[Saved entries]
::::::::

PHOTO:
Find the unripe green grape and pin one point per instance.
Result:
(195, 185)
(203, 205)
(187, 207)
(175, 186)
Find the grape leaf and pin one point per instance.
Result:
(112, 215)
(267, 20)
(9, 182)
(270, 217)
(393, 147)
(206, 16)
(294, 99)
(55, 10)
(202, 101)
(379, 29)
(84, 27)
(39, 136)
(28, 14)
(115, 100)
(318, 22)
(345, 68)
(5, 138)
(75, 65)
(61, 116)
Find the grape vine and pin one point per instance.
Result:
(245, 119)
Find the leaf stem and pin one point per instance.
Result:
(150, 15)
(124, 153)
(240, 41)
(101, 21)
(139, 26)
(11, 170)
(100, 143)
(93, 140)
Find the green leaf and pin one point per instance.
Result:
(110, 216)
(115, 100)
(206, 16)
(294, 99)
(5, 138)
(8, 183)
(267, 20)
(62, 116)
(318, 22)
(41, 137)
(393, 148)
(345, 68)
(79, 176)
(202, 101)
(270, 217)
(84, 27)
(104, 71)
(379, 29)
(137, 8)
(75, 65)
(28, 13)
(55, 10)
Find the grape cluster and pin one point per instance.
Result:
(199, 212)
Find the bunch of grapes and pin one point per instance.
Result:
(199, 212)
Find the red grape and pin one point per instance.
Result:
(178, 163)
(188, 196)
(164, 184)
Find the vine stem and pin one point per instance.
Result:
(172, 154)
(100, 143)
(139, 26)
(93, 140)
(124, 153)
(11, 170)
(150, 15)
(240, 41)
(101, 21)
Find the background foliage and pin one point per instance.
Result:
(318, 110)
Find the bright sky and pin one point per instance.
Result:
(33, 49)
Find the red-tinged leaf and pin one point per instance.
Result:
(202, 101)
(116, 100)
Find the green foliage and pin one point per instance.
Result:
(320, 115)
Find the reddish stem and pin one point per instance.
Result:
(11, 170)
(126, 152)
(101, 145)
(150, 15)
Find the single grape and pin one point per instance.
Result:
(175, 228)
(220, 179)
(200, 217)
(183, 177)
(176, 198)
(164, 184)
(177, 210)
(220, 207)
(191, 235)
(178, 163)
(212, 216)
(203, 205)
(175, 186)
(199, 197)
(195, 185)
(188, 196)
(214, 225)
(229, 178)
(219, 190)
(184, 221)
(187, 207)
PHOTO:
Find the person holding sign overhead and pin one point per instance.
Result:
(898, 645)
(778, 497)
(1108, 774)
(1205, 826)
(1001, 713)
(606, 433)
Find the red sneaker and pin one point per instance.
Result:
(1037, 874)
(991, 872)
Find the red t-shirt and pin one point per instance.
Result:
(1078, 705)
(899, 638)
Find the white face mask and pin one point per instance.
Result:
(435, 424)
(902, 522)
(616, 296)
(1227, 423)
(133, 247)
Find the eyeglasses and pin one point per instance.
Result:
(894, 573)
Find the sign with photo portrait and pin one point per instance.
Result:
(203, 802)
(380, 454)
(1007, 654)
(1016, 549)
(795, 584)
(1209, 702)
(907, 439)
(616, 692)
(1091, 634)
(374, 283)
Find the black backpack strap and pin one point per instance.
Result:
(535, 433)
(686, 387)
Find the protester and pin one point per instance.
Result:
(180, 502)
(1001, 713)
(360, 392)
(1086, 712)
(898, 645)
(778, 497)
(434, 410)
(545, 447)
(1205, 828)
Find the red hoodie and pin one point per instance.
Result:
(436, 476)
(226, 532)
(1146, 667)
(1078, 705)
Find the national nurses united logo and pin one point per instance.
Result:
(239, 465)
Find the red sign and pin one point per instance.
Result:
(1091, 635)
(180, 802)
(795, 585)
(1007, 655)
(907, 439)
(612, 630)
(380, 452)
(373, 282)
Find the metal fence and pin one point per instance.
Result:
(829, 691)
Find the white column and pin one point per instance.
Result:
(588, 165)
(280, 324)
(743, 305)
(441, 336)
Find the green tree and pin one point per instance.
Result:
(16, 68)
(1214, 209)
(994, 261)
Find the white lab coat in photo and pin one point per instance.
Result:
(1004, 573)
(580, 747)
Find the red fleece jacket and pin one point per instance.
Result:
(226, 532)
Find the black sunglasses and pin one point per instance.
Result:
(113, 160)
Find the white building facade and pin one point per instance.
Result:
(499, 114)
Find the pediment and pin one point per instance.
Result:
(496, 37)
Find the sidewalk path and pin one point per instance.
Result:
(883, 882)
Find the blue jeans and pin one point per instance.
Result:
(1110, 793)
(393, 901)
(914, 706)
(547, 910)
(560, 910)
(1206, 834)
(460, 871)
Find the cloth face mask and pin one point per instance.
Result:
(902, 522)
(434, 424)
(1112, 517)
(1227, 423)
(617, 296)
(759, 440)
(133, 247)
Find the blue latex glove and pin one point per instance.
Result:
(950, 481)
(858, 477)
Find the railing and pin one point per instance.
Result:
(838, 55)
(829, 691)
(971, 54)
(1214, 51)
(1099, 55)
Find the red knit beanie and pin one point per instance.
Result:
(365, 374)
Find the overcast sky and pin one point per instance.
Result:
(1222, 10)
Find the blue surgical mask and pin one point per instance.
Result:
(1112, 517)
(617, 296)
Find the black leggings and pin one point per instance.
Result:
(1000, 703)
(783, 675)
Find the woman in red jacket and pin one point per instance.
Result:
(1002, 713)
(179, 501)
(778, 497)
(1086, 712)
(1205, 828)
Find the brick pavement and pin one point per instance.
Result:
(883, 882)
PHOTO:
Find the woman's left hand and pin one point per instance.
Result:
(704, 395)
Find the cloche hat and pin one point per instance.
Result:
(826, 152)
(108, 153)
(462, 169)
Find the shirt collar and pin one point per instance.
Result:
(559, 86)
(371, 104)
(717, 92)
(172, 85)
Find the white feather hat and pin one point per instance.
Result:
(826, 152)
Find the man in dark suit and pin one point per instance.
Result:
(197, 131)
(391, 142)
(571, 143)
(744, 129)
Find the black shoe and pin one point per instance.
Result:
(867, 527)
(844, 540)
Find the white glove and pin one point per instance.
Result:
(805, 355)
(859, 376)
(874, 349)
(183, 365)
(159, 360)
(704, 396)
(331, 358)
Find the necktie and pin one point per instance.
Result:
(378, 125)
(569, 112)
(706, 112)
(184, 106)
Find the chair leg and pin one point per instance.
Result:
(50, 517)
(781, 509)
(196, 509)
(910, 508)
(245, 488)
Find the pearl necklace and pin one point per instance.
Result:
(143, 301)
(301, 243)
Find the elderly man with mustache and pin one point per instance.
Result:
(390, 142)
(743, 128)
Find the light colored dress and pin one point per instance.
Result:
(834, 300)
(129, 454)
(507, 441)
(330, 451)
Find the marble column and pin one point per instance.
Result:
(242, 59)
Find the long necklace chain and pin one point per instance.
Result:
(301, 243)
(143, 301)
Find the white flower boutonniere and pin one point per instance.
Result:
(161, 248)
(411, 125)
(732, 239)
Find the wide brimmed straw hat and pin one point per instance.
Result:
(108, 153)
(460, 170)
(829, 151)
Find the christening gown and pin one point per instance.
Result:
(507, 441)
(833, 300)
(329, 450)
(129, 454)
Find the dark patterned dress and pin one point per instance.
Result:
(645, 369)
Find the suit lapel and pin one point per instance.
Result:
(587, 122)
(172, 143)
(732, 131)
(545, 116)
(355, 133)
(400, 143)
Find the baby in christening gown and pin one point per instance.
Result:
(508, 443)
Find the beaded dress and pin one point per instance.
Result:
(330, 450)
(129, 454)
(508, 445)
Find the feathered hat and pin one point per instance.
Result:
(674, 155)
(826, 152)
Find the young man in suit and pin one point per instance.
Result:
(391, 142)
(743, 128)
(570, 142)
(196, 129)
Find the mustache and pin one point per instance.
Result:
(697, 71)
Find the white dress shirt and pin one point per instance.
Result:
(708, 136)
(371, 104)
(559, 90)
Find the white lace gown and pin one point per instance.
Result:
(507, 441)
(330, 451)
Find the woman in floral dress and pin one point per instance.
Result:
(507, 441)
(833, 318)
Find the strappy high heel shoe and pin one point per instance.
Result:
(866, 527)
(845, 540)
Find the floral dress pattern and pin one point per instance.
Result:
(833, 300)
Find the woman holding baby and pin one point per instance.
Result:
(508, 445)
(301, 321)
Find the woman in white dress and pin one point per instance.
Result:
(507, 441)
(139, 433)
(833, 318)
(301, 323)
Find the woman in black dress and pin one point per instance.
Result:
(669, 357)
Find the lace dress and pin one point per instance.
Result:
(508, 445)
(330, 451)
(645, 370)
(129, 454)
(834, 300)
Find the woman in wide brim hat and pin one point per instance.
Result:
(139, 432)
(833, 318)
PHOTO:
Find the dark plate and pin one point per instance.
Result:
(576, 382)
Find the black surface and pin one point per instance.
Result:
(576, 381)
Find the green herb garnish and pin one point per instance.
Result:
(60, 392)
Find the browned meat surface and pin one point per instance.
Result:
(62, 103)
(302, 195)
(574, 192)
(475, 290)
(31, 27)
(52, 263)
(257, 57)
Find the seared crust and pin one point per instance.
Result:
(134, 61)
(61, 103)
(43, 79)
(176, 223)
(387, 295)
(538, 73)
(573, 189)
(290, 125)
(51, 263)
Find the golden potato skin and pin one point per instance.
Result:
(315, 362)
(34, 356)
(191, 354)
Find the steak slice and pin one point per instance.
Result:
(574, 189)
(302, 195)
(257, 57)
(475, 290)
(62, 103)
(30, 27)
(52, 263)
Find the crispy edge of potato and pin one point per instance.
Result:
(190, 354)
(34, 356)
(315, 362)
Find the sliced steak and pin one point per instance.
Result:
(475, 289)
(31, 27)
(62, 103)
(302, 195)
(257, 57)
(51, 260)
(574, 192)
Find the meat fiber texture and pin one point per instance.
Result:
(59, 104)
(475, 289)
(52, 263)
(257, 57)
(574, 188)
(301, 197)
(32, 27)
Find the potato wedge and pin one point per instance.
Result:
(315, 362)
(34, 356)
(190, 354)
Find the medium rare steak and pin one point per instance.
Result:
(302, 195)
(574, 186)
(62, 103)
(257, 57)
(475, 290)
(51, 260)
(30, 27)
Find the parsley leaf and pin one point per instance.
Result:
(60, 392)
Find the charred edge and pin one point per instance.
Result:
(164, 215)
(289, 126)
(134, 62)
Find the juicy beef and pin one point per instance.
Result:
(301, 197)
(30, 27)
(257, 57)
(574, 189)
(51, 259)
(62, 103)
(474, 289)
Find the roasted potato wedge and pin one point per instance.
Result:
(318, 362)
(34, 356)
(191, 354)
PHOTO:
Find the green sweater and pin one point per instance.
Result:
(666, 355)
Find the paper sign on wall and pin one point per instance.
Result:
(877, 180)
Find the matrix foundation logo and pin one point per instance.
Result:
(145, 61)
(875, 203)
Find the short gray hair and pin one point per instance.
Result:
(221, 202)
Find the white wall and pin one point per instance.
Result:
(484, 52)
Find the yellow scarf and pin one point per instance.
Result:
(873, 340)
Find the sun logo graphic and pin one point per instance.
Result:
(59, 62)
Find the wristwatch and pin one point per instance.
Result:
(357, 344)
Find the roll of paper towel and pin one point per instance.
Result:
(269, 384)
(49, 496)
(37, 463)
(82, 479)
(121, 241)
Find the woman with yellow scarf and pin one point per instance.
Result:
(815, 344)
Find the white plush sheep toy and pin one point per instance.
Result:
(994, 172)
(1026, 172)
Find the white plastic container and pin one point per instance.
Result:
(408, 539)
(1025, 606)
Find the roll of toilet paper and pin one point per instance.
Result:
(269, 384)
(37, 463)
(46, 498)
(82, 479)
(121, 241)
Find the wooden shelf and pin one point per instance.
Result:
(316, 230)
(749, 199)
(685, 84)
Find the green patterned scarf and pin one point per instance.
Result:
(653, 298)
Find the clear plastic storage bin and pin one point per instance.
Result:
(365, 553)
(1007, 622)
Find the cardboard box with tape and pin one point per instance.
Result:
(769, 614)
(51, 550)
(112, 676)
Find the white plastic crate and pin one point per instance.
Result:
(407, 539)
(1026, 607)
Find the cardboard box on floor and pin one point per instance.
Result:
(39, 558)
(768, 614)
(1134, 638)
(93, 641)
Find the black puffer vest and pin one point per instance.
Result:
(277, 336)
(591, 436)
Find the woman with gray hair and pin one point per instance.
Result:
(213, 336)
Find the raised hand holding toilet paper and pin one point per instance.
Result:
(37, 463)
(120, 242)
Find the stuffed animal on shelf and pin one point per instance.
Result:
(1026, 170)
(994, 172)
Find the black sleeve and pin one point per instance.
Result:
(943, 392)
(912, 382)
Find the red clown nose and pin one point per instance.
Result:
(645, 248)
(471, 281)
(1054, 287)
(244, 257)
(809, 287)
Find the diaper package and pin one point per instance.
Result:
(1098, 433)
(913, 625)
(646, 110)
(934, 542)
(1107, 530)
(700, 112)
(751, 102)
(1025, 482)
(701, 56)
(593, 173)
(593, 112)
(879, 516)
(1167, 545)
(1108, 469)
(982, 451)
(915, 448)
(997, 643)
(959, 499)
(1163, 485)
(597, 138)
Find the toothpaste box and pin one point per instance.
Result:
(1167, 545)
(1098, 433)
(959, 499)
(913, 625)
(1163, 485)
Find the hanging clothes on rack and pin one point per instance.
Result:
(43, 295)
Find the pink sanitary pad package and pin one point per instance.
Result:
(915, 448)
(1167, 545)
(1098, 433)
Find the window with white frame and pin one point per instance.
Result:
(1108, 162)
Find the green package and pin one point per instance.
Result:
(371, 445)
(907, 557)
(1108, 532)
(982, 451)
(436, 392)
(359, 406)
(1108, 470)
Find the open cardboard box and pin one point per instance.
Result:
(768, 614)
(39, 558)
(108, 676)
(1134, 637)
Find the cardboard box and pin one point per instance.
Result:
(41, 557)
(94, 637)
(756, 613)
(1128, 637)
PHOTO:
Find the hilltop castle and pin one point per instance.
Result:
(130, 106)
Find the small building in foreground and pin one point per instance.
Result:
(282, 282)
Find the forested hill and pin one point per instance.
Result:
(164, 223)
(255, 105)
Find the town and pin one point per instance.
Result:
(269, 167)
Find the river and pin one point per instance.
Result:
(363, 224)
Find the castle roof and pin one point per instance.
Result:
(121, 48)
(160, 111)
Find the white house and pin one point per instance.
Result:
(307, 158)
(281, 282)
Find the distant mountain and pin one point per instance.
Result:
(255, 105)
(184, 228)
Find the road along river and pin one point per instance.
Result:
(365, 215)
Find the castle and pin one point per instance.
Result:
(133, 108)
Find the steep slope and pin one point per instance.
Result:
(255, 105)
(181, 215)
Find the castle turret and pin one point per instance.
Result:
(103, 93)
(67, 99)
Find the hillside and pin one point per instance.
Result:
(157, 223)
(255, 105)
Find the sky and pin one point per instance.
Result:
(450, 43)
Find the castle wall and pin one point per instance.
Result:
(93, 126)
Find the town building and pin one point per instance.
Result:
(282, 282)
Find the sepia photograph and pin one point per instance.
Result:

::::::::

▸ **THE TASK**
Look through the entries for the string "surface". Every line that has it belongs in the answer.

▸ **RESPONSE BELOW**
Find the black surface and pin one point per instance.
Find the browned meat surface and pin one point per instance.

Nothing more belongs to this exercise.